BEGIN
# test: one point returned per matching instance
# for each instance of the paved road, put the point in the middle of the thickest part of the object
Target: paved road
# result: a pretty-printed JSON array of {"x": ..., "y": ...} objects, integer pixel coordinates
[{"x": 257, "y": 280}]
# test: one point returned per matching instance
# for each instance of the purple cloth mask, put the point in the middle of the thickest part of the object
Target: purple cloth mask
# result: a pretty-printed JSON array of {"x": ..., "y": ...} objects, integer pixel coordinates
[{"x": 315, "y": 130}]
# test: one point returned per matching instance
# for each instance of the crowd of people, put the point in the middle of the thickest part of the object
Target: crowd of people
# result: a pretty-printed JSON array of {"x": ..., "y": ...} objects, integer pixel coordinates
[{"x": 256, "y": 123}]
END
→ Assigned task:
Would you reproduce all of the data exactly, without a single alteration?

→ Task solution:
# test: one point returned per matching instance
# for each instance of the paved road, put the point in the middle of the thickest part of the object
Target: paved road
# result: a pretty-printed JSON array of {"x": ..., "y": ...} objects, integer pixel coordinates
[{"x": 257, "y": 280}]
# test: one point returned per matching instance
# for each instance of the purple cloth mask, put the point in the middle of the thickest part of the object
Target: purple cloth mask
# result: a pretty-printed JSON array of {"x": ..., "y": ...} objects, integer pixel coordinates
[{"x": 315, "y": 130}]
# test: one point returned per matching instance
# for each instance of the crowd of people, put the point in the middle of the thickest part of the object
Target: crowd of people
# result: a pretty-printed JSON array of {"x": ..., "y": ...} objects, integer pixel coordinates
[{"x": 256, "y": 123}]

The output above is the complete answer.